Work to complete → Leaving nothing out, print each line of the material exactly.

☆ ☆ ☆ ☆ ☆

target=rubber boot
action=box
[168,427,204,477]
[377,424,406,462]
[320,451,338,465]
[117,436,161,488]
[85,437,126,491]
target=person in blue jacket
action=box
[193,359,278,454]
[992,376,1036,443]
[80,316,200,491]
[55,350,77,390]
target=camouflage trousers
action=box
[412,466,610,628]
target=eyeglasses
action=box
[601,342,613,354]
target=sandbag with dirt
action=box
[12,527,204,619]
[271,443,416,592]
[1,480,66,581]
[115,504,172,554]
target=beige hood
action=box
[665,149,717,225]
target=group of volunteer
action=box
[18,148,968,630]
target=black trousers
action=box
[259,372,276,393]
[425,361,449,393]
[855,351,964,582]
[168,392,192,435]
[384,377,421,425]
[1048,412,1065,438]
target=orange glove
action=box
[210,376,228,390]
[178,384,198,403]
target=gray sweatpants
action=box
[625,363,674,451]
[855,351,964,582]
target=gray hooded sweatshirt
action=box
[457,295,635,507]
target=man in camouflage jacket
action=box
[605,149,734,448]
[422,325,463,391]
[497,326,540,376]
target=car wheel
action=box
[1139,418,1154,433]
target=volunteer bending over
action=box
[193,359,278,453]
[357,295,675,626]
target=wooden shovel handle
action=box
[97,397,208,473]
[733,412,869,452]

☆ ☆ ☆ ☆ ☆

Response to the exercise →
target=rubber boot
action=box
[168,427,204,477]
[377,424,406,462]
[320,451,338,465]
[117,436,161,488]
[85,437,126,491]
target=person in blue jacket
action=box
[193,359,278,454]
[992,376,1036,443]
[80,316,200,491]
[55,350,77,390]
target=camouflage trousers
action=box
[412,466,610,628]
target=eyeglasses
action=box
[601,342,613,354]
target=sandbag with dirt
action=box
[12,527,204,619]
[271,443,416,592]
[1,480,66,581]
[115,504,172,554]
target=beige hood
action=box
[665,149,717,225]
target=group of volunteer
action=box
[18,148,968,630]
target=black trousers
action=box
[259,372,276,393]
[425,361,449,393]
[855,351,964,582]
[168,392,192,435]
[384,377,421,425]
[1048,412,1065,438]
target=orange glove
action=box
[210,376,228,390]
[178,384,198,403]
target=gray sweatpants
action=box
[625,363,674,451]
[855,351,964,582]
target=gray hooded sweatshirt
action=box
[457,295,635,507]
target=man in camouflage jacket
action=box
[605,149,734,448]
[422,325,463,391]
[497,326,540,376]
target=car wheel
action=box
[1139,418,1154,433]
target=volunteer bending over
action=box
[193,359,278,453]
[357,295,675,626]
target=wooden shovel handle
action=box
[97,397,208,473]
[733,412,869,452]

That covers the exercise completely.